Work to do >> Output every nonblank line of the data below as a JSON list of strings, one string per line.

Source records >>
◇ ◇ ◇

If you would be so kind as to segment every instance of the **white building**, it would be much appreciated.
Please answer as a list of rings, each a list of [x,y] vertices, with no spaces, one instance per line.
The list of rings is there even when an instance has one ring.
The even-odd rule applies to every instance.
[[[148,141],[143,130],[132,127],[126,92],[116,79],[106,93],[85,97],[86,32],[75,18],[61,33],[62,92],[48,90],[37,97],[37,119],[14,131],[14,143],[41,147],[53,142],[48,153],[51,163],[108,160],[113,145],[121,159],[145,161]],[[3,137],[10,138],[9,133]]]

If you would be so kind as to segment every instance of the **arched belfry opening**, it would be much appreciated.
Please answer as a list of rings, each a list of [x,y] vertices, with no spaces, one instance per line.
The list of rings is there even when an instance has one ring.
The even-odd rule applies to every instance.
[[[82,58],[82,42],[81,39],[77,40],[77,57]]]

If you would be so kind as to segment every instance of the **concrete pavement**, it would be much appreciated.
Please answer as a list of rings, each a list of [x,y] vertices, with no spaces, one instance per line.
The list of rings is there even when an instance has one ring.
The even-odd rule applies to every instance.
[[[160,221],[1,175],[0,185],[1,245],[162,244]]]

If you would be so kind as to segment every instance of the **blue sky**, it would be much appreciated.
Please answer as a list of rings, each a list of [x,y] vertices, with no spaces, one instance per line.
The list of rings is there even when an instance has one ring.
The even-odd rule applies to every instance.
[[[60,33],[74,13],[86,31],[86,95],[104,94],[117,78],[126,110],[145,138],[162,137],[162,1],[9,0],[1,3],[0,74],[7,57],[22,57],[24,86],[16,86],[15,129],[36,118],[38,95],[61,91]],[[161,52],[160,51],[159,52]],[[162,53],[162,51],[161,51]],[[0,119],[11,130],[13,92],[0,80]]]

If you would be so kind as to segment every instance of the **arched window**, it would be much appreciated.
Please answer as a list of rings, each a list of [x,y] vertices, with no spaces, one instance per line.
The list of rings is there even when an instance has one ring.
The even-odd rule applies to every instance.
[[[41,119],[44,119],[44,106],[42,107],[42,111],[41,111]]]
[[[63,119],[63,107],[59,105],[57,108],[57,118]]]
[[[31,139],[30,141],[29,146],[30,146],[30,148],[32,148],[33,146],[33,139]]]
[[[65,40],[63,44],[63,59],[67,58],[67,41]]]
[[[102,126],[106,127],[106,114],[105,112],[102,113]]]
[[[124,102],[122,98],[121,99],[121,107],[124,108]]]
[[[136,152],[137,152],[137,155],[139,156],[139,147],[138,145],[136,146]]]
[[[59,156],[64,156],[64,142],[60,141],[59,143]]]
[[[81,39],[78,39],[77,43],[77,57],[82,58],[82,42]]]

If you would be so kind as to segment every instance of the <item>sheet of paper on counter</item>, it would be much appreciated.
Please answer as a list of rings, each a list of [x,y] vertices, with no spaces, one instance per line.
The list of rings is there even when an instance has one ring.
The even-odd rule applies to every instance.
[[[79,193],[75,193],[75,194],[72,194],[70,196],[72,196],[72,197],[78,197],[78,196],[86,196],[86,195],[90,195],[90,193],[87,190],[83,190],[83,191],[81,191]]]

◇ ◇ ◇

Answer to this exercise >>
[
  "If you would be so kind as to segment every instance of the **white building**, it would be much appreciated.",
  "Please answer as a list of rings, each a list of [x,y] vertices, with no spaces, one instance per line.",
  "The list of rings is there even when an instance has one ring.",
  "The even-odd rule applies to every instance.",
  "[[[148,141],[143,130],[132,127],[126,92],[116,79],[106,93],[85,97],[86,32],[75,18],[61,33],[62,92],[48,90],[37,97],[37,119],[14,131],[14,143],[41,147],[53,142],[48,153],[51,163],[108,160],[113,145],[121,159],[145,161]],[[3,137],[10,138],[9,133]]]",
  "If you would be so kind as to segment every instance of the **arched belfry opening**, it would be much appreciated.",
  "Please answer as a list of rings, each a list of [x,y] vertices, with no spaces, one instance per line.",
  "The list of rings is there even when an instance has one ring.",
  "The even-odd rule applies to every instance.",
  "[[[82,58],[82,42],[81,39],[77,40],[77,57]]]",
  "If you would be so kind as to segment every instance of the **concrete pavement**, it would be much appreciated.",
  "Please answer as a list of rings, each a list of [x,y] vertices, with no spaces, one instance per line.",
  "The list of rings is there even when an instance has one ring.",
  "The even-odd rule applies to every instance.",
  "[[[160,221],[1,175],[0,185],[1,245],[162,244]]]",
  "If you would be so kind as to segment every instance of the **blue sky**, it would be much appreciated.",
  "Please answer as a list of rings, each a list of [x,y] vertices, with no spaces, one instance per line.",
  "The list of rings is there even when an instance has one ring.",
  "The even-odd rule applies to every instance.",
  "[[[60,33],[74,13],[86,31],[86,95],[104,94],[117,78],[126,110],[145,138],[162,137],[162,1],[9,0],[1,3],[0,74],[7,57],[22,57],[24,86],[16,86],[15,129],[36,118],[38,95],[61,91]],[[161,52],[160,51],[159,52]],[[162,53],[162,51],[161,51]],[[0,119],[11,130],[13,92],[0,80]]]",
  "If you would be so kind as to segment every instance of the **arched window**, it would be much appreciated.",
  "Please answer as a list of rings, each a list of [x,y] vertices, with no spaces, one instance per line.",
  "The list of rings is there even when an instance has one ring.",
  "The even-odd rule applies to every instance.",
  "[[[41,119],[44,119],[44,106],[42,107],[42,111],[41,111]]]",
  "[[[63,119],[63,107],[59,105],[57,108],[57,118]]]",
  "[[[31,139],[30,141],[29,146],[30,146],[30,148],[32,148],[33,146],[33,139]]]",
  "[[[65,40],[63,44],[63,59],[67,58],[67,41]]]",
  "[[[102,126],[106,127],[106,114],[105,112],[102,113]]]",
  "[[[124,102],[122,98],[121,99],[121,107],[124,108]]]",
  "[[[136,152],[137,152],[137,155],[139,156],[139,147],[138,145],[136,146]]]",
  "[[[59,156],[64,156],[64,142],[60,141],[59,143]]]",
  "[[[81,39],[78,39],[77,43],[77,57],[82,58],[82,42]]]",
  "If you would be so kind as to segment every instance of the <item>sheet of paper on counter</item>, it would be much appreciated.",
  "Please answer as a list of rings, each a list of [x,y] vertices, with no spaces, one instance per line.",
  "The list of rings is there even when an instance has one ring.",
  "The even-odd rule applies to every instance.",
  "[[[79,193],[75,193],[75,194],[72,194],[70,196],[72,196],[72,197],[78,197],[78,196],[86,196],[86,195],[90,195],[90,193],[87,190],[83,190],[83,191],[81,191]]]"
]